[JOB 1] In the blog post, how strong was the wind the night before the power went out?
[JOB 2] List every quantity in the blog post that is written with digits and a unit of measure.
[JOB 3] Please continue the blog post from the point where it stops.

[ARTICLE]
Standard protocol dictates that I refrain from the following *psh*. Ensure the cohort leader does not intercept our message *psh*. You are the FUNNIEST GIRL I have ever known! I love you so much! I don't know how you come up with these things! I can't wait to see you later today...*psh*. Ahem *psh*. Carry on...

Equally matched or not,
I'd say we make a pretty good team. ;)

Tuesday, December 30, 2014

Snow Trouble

After such a long warm stretch, the weather seems to be making up for lost time.
It is COLD!
And it's giving us a run for our money.

We woke up to a lovely 6-inch blanket of snow on Christmas morning,
and since then have had lots more.
Yesterday I bundled everyone up and we went out to build a snow fort in the 12 or so inches of snow covering the backyard.
About 15 minutes into our fun, I tried to come back into the house for something, and I discovered a wooden dowel meant to keep the sliding glass door closed had fallen down onto the track while we'd been outside, successfully locking us out.
At least we were in all our snow gear!
The boys and I trekked over to the neighbors' house and used their phone to call my mom
(she came to our rescue once again!).
And then we crashed at my parents' house for the rest of the day, until Sam got home from work and could get us into the house.

Last night we had crazy 75 mph wind which shook our house,
and early this morning the power went out.
Which meant the heater didn't work.
After a few hours of huddling under blankets for warmth
(except wiggly Lincoln, who just ran around with ice cubes for hands),
I looked out the window and saw my mom running up to the house,
fighting the crazy wind to save us once again!
I stubbornly didn't want to bother her again today,
but she had tried to call and figured out we were without power, so she came to tell us to come over and warm up!

[INFORMATION SUPPLIED]
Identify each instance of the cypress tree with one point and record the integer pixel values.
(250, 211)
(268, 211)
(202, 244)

[EXERCISE RESPONSE 1] The wind reached 75 mph.

[EXERCISE RESPONSE 2] 6-inch (snow on Christmas morning), 12 or so inches (snow in the backyard), 15 minutes (time spent outside before the lockout), 75 mph (wind speed)

[EXERCISE RESPONSE 3]
And we were certainly glad she came.
The power didn't come on until the middle of the day.

After 5 years of living so far away from any family members,
when we moved back to Utah I was insistent that we wouldn't need any help from our families.
It's taken a few experiences like these to humble me,
and I certainly feel grateful they are here to help us out.

But even with the havoc it's caused,
the boys have loved the snow...
and they're always thrilled for more time at their grandparents' houses.

Wesley loves the snow so much he never complains of being cold.
The picture below of him was taken immediately after he face-planted in the snow.
He came up laughing!

Monday, December 29, 2014

Plain-O Sandwich

Wesley is at the age where he is saying funny things right and left.
The Wesley-story-of-the-day usually has us doubled over with laughter.
Today we were having Thai Curry for dinner, and we were attempting to make it sound really fun for our super-picky boys, but also offering the alternative of a sandwich (they don't usually get an alternative).
After building up how awesome Thai Curry was,
and talking about pretending dragons ate it and the like,
I asked Wesley, "Do you want Thai Curry??? Or do you want a plain old sandwich?"
He promptly replied, "I just want a normal sandwich. But I don't want any plain-o on it."

We had a beautiful Christmas and a most wonderful anniversary celebration.
Saturday marked 6 years for us!
Pictures and details will come later this week.
I hope you're enjoying the last few days of 2014!

Tuesday, December 23, 2014

Christmas Home

We try really hard to go on a date every week,
and since we've been on a tight budget ever since we got married,
we've had to be pretty creative about how to make that happen.
We've swapped babysitting with other couples,
gone on picnics,
scouted out free concerts,
and even enjoyed a creative meal from a dollar-store scavenger hunt.

But sometimes, time and budget constraints just make that weekly date out of the question.
So we have what we call "states," short for stay-at-home-dates, after the kids are in bed.
Friday was one of those nights,
and after confining Sam to the bedroom I set up a "Christmas cafe" at the kitchen table.
The dimmer on the light switch came in handy,
and I wrapped an extra strand of Christmas lights around.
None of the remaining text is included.